_Приведённый текст_:
----

И.С.Фрадков, Михаил Гольденберг

Старая тетрадь

Фото из архива Елены Алатало
Исаак Фрадков

В день памяти выдающегося педагога Исаака Самойловича Фрадкова (1927 — 1998) публикуем воспоминания Михаила Гольденберга, написанные для книги «Школа Фрадкова».

…Ну, прямо рукопись, найденная в Сарагоссе. Помните популярный фильм с таким названием в 70-е годы? Разбирая свой стол в родительском доме, наткнулся на тетрадь с лекциями по педагогике. На обложке 1973 год и надпись «Преподаватель Фрадков И.С.». Эту фамилию я слышал с детства: мой отец служил с Исааком Самойловичем в Советской Армии, а мама работала в 9-й школе библиотекарем.

Курс педагогики на историческом факультете был своего рода жупелом – идти в школу не желал практически никто. А для автора этих строк воспоминания о школе вызывали ощущения, сравнимые с зубной болью. Причем, о сортавальской школе,  в которой учился до 7 класса, самые радужные, но после переезда в петрозаводскую школу ситуация поменялась в корне. В памяти остались кричащие, издерганные люди, многие из которых, по-моему, не любили свою профессию. Директор школы порой, проходя мимо меня, произносил назидательно: «А сало русское едите». Хотя, конечно, и в этой школе были несколько педагогов в высоком смысле этого слова – поддерживаю с ними отношения по сей день.

----

Записи с разметкой координат
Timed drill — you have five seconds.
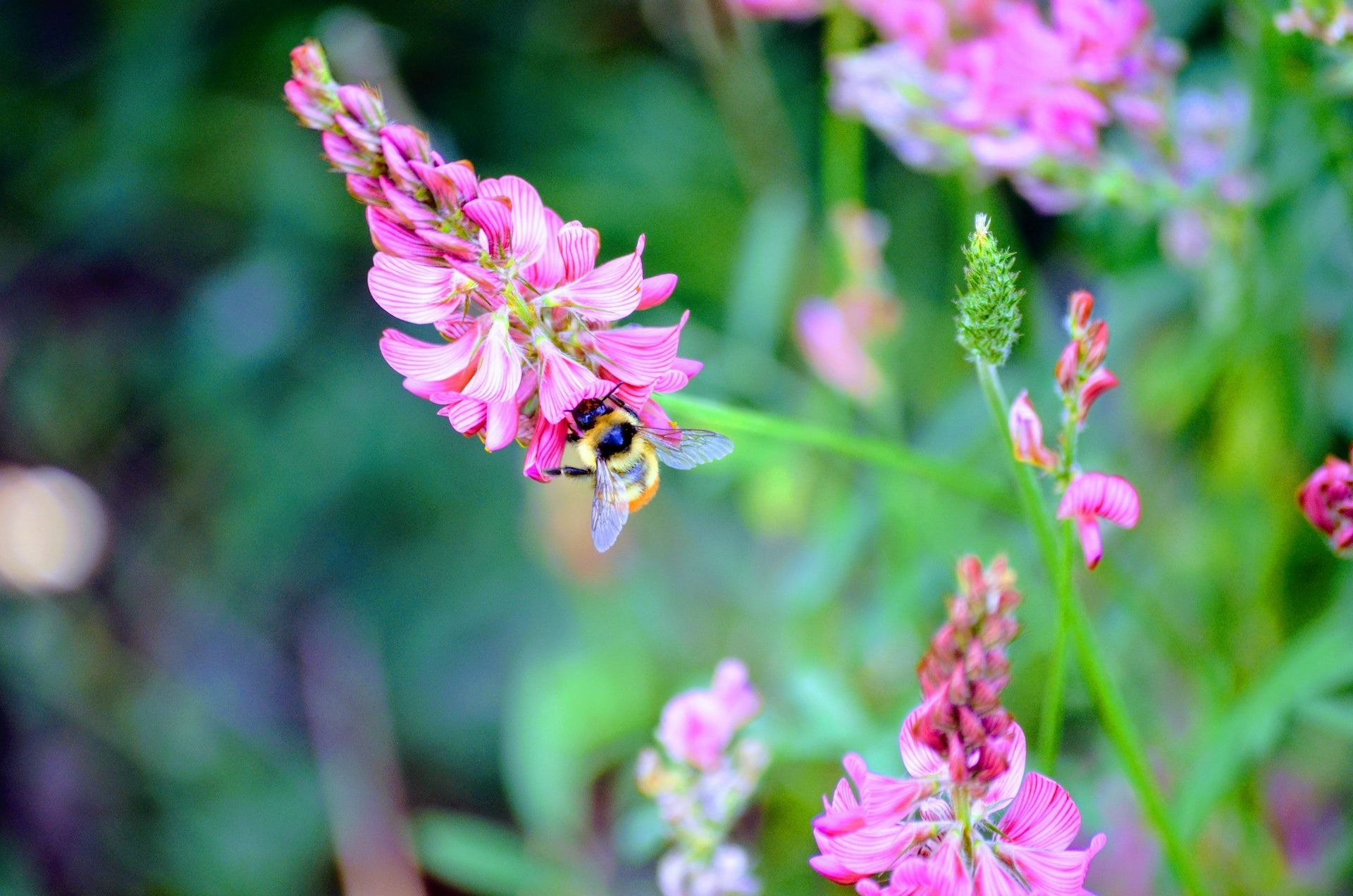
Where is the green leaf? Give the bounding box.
[414,812,584,896]
[1175,599,1353,836]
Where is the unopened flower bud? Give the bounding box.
[1066,290,1094,336]
[1053,340,1081,395]
[338,84,385,134]
[956,216,1024,366]
[347,175,390,206]
[1085,321,1108,371]
[1009,390,1057,470]
[1080,367,1118,423]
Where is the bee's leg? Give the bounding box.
[545,467,593,478]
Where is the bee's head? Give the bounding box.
[572,398,606,432]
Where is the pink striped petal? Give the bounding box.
[536,340,610,423]
[522,418,568,482]
[972,843,1028,896]
[550,237,644,322]
[897,699,949,778]
[464,311,522,404]
[591,311,690,386]
[484,401,521,451]
[381,330,478,383]
[366,251,476,323]
[559,220,600,283]
[1057,473,1142,529]
[462,197,512,259]
[478,175,547,266]
[999,834,1104,896]
[525,209,564,292]
[366,206,441,264]
[1000,771,1081,850]
[437,398,486,436]
[634,273,676,311]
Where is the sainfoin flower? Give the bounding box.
[1296,457,1353,556]
[1057,473,1142,570]
[832,0,1173,211]
[810,558,1104,896]
[637,659,769,896]
[284,42,701,482]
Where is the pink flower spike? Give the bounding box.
[1080,367,1118,423]
[559,220,600,283]
[547,237,644,322]
[1009,390,1057,470]
[1057,473,1141,570]
[634,273,676,311]
[366,206,445,264]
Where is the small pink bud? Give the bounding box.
[319,131,376,175]
[1009,390,1057,470]
[347,175,390,206]
[1080,367,1118,423]
[291,41,333,82]
[1053,340,1081,395]
[281,80,334,130]
[1068,290,1094,336]
[1085,321,1108,371]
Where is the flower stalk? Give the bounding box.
[977,361,1209,896]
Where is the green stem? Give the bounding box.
[822,3,865,216]
[662,395,1015,513]
[821,3,865,290]
[977,361,1207,896]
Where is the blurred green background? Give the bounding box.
[0,0,1353,896]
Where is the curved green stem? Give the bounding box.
[662,395,1015,513]
[977,361,1207,896]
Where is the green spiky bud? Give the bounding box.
[954,216,1024,367]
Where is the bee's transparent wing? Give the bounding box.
[638,426,734,470]
[593,463,629,554]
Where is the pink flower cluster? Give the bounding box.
[1296,449,1353,556]
[794,206,901,404]
[834,0,1178,211]
[285,42,702,482]
[637,659,769,896]
[810,558,1104,896]
[1009,290,1141,570]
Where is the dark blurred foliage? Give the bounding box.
[0,0,1353,895]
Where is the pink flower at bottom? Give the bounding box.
[1057,473,1142,570]
[809,707,1106,896]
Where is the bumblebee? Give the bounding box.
[545,390,734,552]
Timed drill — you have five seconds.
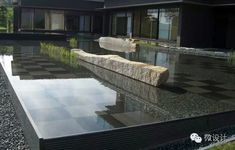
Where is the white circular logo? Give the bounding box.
[190,133,202,143]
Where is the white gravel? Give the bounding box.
[0,70,29,150]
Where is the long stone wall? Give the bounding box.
[73,49,169,86]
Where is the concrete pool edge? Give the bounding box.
[0,64,43,150]
[0,59,235,150]
[44,111,235,150]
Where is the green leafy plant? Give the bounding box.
[69,38,78,48]
[0,46,14,55]
[40,42,78,68]
[136,40,159,46]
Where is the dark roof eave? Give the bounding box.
[18,5,103,12]
[97,0,235,10]
[99,0,182,10]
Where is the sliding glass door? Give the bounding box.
[159,8,179,40]
[112,12,132,36]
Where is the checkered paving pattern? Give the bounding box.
[167,73,235,104]
[12,54,90,80]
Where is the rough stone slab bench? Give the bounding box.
[72,49,169,86]
[98,37,136,52]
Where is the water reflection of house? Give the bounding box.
[14,0,235,48]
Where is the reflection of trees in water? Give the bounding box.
[0,3,13,32]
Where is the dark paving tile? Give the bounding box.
[202,86,226,92]
[184,87,210,94]
[184,81,208,86]
[31,75,57,79]
[200,80,221,85]
[30,108,72,122]
[174,77,192,82]
[201,92,231,101]
[76,116,112,131]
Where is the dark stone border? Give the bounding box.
[0,33,67,41]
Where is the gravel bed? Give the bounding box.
[0,70,29,150]
[141,45,230,59]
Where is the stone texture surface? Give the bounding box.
[0,70,29,150]
[73,49,169,86]
[98,37,136,52]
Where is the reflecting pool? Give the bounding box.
[0,39,235,138]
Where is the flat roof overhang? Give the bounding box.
[97,0,235,10]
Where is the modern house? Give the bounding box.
[12,0,235,48]
[13,0,103,34]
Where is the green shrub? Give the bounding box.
[0,46,14,55]
[40,43,78,68]
[69,38,78,48]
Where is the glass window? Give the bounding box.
[141,9,158,38]
[93,16,103,33]
[50,11,64,30]
[159,8,179,40]
[112,12,132,36]
[21,9,34,30]
[133,11,141,37]
[66,15,79,31]
[79,16,85,31]
[84,16,91,32]
[34,9,45,29]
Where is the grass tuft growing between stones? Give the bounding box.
[135,40,159,46]
[40,42,78,68]
[69,38,78,48]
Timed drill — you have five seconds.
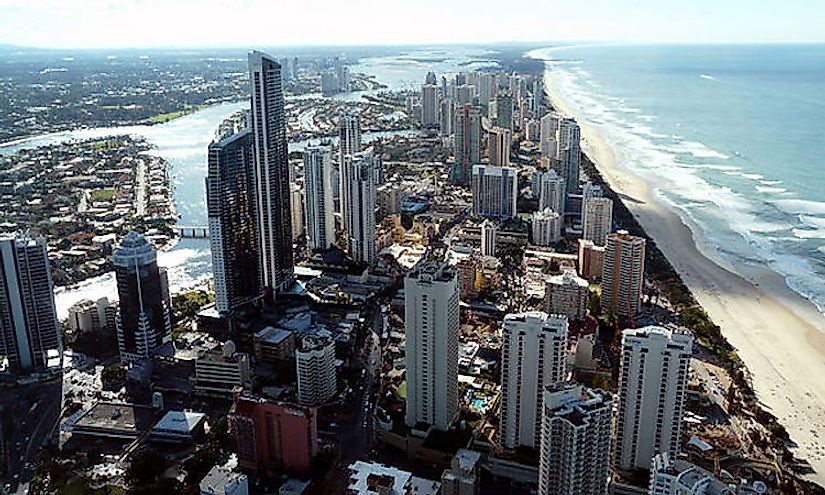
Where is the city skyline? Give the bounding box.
[0,0,825,48]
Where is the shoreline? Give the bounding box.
[543,64,825,484]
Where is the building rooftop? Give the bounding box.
[152,411,206,435]
[200,466,248,495]
[255,327,292,345]
[347,461,412,495]
[73,402,156,438]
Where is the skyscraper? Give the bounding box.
[539,112,560,158]
[539,383,613,495]
[496,93,513,132]
[614,326,693,470]
[0,235,63,373]
[112,231,172,363]
[582,198,613,246]
[341,152,378,264]
[481,219,498,256]
[487,127,512,167]
[531,208,562,246]
[454,104,481,186]
[206,129,261,314]
[289,182,304,241]
[338,111,361,163]
[404,260,459,431]
[580,181,604,225]
[421,84,439,129]
[304,146,335,250]
[472,165,518,218]
[295,335,338,406]
[556,118,581,194]
[438,96,455,136]
[601,230,645,316]
[534,170,565,215]
[249,51,294,291]
[499,311,567,449]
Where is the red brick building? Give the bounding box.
[229,395,318,471]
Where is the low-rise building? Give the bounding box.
[199,466,249,495]
[441,449,481,495]
[544,270,590,320]
[346,461,441,495]
[252,327,295,364]
[150,411,206,443]
[229,395,318,471]
[578,239,604,280]
[648,452,732,495]
[194,340,252,397]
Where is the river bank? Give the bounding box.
[544,61,825,483]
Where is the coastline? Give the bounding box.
[544,64,825,484]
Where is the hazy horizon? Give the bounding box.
[0,0,825,49]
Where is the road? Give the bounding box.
[319,309,384,466]
[0,378,63,493]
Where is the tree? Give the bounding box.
[126,450,166,487]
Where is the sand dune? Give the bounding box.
[545,71,825,484]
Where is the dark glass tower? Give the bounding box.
[0,236,63,373]
[206,129,261,314]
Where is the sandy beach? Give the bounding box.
[545,71,825,484]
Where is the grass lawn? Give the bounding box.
[146,110,189,124]
[89,189,115,203]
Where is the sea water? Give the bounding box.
[531,44,825,310]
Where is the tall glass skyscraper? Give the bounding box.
[249,51,294,291]
[206,129,261,314]
[0,236,63,373]
[112,231,172,363]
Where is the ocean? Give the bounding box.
[531,45,825,318]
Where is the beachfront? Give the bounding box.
[545,71,825,483]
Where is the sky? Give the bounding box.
[0,0,825,48]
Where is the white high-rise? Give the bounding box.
[341,152,378,264]
[453,104,481,185]
[295,335,338,406]
[535,170,565,215]
[472,165,518,218]
[0,235,63,374]
[496,311,567,449]
[539,112,561,158]
[601,230,645,316]
[304,146,335,249]
[481,220,498,256]
[531,208,562,246]
[289,182,304,240]
[338,111,361,163]
[438,96,455,136]
[539,383,613,495]
[556,118,581,194]
[404,261,459,431]
[582,198,613,246]
[421,84,439,129]
[613,326,693,470]
[579,181,604,225]
[487,127,513,167]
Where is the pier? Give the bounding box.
[172,225,209,239]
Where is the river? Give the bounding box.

----

_Задание 1_:
Перепишите из воспоминаний о Фрадкове всё, что идёт от слов «Старая тетрадь» и вплоть до слов «9-й школе библиотекарем.».
_Задание 2_:
Перечислите всех людей, которых воспоминания о Фрадкове называют по имени или фамилии.
_Задание 3_:
Продолжите воспоминания о Фрадкове, начав сразу после последнего приведённого предложения.
Эти записи — отдельный материал, с текстом они не связаны.

_Результат 1_:
Старая тетрадь

Фото из архива Елены Алатало
Исаак Фрадков

В день памяти выдающегося педагога Исаака Самойловича Фрадкова (1927 — 1998) публикуем воспоминания Михаила Гольденберга, написанные для книги «Школа Фрадкова».

…Ну, прямо рукопись, найденная в Сарагоссе. Помните популярный фильм с таким названием в 70-е годы? Разбирая свой стол в родительском доме, наткнулся на тетрадь с лекциями по педагогике. На обложке 1973 год и надпись «Преподаватель Фрадков И.С.». Эту фамилию я слышал с детства: мой отец служил с Исааком Самойловичем в Советской Армии, а мама работала в 9-й школе библиотекарем.

_Результат 2_:
Исаак Самойлович Фрадков, Михаил Гольденберг, Елена Алатало.

_Результат 3_:
Понимал ли наше отношение к профессии учителя Исаак (так звали его студенты для краткости)? Думаю, что понимал. Ведь рейтинг педагога в том обществе тоже был не престижным. Да и о чем говорить с людьми, не имеющими никакого жизненного опыта, не говоря уж о педагогическом. В аудитории сидели, мягко говоря, недоросли, несмышленыши, у которых при слове «школа» «руки тянулись к спусковому курку».

Как я теперь понимаю, в университет Исаак Самойлович пришел работать после того как руководящие органы выжили его из родной 9-й школы, «сожрали», как говорили тогда. Была попытка пойти преподавать, защитить диссертацию, обобщить свой накопленный опыт.

Откроем тетрадь и попытаемся инсталлировать Фрадкова как университетского преподавателя. Печатными буквами написано: «РАБ-ДЕТОВОДИТЕЛЬ». Что это? Припоминаю, что для нас, историков, у него был экскурс в прошлое. Педагогами в Древней Греции были рабы хозяев. «Запомните, –  несся по аудитории его громкий голос, которым он старался приковать внимание не желавших его слушать, –  педагогика – это действительно добровольное рабство. Это искусство вести ребенка по жизни. Искусство и немного наука. Вот об этом немногом и пойдет речь».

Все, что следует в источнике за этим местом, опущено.